Passage:
______
AI in HR: What’s Changing, What’s Better, and What We Shouldn’t Ignore
I recently asked ChatGPT to rewrite a job posting.
I had written the original myself—spent a decent amount of time on it, too. But I was curious… could AI make it better?
In seconds, it returned a polished, confident, bias-free version of what I’d written. And I’ll admit it: it was good. I used it. Edited it. But still—used it.
That moment got me thinking: AI isn’t coming for HR. It’s already here. The real question is: How do we use it without losing the human part of Human Resources?
🧠 What’s Changing in HR (And Fast)
Resume reviews are now happening in seconds, not hours.
Chatbots are answering onboarding questions at 2am.
Performance trends are being spotted before humans even realize someone’s disengaged.
The tools are incredible. But they’re also...a little unnerving. Because if we’re not careful, we’ll start handing over the messy, emotional, human stuff to software that can’t feel.
______
Problem:
In the piece on AI in HR, what are chatbots now doing at 2am?
______
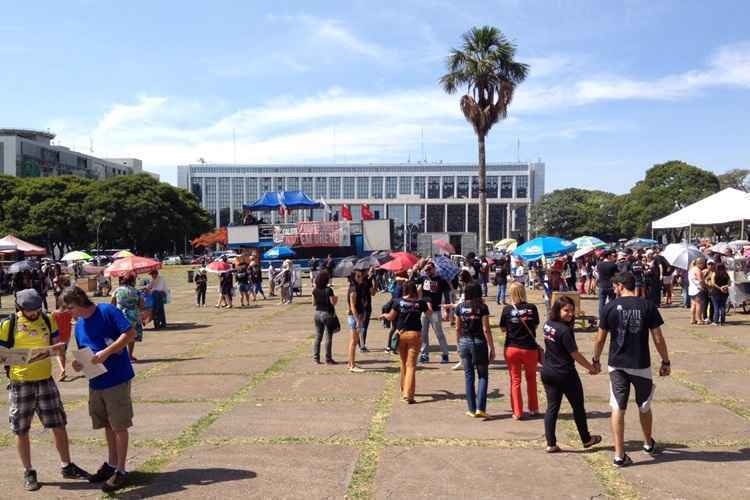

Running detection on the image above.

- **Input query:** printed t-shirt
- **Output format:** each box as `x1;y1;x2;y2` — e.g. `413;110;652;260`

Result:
75;304;134;389
0;312;60;382
542;321;578;376
500;302;539;349
600;297;664;369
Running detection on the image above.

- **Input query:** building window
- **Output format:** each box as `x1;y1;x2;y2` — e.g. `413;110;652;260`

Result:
398;177;411;194
371;177;383;199
414;175;425;199
516;175;529;198
385;177;398;198
427;176;440;200
486;175;497;198
357;177;370;200
341;177;354;199
500;175;513;198
447;205;466;233
328;177;341;200
315;177;328;199
302;177;313;196
443;176;456;198
456;175;469;198
427;204;445;233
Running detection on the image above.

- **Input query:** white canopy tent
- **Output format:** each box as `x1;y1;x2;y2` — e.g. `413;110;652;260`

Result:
651;188;750;235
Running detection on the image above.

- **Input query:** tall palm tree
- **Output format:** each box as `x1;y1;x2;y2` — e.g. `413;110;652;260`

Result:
440;26;529;254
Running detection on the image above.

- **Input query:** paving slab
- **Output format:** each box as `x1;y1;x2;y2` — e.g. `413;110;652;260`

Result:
122;444;358;499
375;447;604;499
205;400;375;439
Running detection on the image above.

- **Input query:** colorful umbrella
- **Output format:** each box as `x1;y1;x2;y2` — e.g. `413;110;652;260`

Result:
60;250;93;262
104;257;161;277
513;236;576;260
380;252;419;273
573;236;607;249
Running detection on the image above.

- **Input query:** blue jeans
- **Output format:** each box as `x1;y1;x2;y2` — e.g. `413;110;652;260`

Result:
599;288;615;320
458;337;490;413
497;284;508;304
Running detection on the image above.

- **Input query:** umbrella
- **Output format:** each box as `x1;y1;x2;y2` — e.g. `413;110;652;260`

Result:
60;250;93;262
513;236;576;260
625;238;658;248
104;257;161;276
8;260;36;274
573;247;596;260
112;250;135;259
432;255;461;281
573;236;607;248
380;252;419;273
432;240;456;254
206;260;232;274
662;243;703;269
263;246;297;260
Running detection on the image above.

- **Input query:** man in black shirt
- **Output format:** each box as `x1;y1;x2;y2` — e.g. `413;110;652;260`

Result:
418;262;451;363
592;273;670;467
596;251;617;320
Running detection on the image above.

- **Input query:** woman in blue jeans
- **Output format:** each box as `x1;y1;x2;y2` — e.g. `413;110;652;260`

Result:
456;282;495;418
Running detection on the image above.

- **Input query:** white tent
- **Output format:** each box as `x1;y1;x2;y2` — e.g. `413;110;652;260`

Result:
651;188;750;229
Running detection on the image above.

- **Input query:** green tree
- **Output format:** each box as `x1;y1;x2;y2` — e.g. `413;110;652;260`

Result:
440;26;529;253
531;188;622;241
619;161;720;237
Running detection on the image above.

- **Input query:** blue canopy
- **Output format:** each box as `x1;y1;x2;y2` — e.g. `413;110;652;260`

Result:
513;236;576;260
242;191;322;210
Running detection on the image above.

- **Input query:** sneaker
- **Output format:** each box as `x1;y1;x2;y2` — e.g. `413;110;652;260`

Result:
612;453;633;467
89;462;115;483
23;469;41;491
102;470;128;493
60;462;91;480
643;438;661;456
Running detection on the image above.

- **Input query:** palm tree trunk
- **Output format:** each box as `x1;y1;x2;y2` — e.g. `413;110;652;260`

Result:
477;134;487;255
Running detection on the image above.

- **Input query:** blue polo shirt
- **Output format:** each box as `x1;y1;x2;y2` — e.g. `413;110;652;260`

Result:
76;304;135;389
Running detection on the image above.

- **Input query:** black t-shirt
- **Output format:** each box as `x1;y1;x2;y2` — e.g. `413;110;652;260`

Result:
500;302;539;349
391;298;429;332
596;260;617;289
456;302;490;339
420;275;450;311
600;297;664;369
542;321;578;376
313;287;333;313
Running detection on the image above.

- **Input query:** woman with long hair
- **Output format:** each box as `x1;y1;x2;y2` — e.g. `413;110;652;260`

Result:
456;282;495;418
500;283;540;420
542;295;602;453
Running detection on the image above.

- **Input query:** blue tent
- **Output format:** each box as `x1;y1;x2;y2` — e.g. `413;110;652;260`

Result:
242;191;322;210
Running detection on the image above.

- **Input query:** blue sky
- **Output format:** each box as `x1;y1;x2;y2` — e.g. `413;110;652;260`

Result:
0;0;750;193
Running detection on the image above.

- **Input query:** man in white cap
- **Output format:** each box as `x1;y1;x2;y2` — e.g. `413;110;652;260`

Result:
0;288;90;491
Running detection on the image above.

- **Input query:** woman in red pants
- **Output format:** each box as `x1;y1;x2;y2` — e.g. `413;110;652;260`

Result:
500;283;540;420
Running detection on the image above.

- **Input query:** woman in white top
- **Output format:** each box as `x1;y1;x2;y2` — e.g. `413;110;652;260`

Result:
688;257;706;325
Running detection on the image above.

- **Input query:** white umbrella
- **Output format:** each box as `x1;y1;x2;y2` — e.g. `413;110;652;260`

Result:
662;243;703;269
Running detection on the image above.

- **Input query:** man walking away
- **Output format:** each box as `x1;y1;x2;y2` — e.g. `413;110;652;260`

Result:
592;273;670;467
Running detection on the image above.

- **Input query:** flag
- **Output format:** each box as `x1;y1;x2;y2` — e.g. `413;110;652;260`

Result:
362;203;375;220
341;205;352;220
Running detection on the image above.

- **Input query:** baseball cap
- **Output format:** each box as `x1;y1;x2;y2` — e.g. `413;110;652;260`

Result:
16;288;42;311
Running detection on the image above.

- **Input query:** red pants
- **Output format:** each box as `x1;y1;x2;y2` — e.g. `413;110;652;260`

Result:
505;347;539;417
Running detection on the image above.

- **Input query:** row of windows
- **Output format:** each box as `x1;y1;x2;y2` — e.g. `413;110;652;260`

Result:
193;175;529;203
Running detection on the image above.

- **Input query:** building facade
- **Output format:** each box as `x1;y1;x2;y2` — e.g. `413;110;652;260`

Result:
178;162;545;248
0;129;142;179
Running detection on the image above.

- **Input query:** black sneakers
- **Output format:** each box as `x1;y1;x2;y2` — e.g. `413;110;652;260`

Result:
60;462;91;480
23;469;41;491
88;462;115;483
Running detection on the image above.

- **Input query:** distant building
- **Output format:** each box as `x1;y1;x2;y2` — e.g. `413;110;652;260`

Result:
0;129;143;179
177;162;545;248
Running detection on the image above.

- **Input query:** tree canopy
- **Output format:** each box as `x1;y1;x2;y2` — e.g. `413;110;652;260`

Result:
0;174;212;254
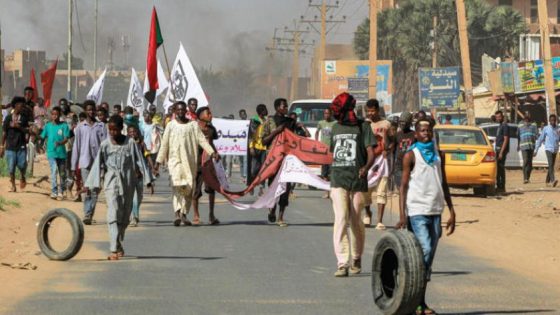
______
Output for this exercise:
They are answering onboarding questions.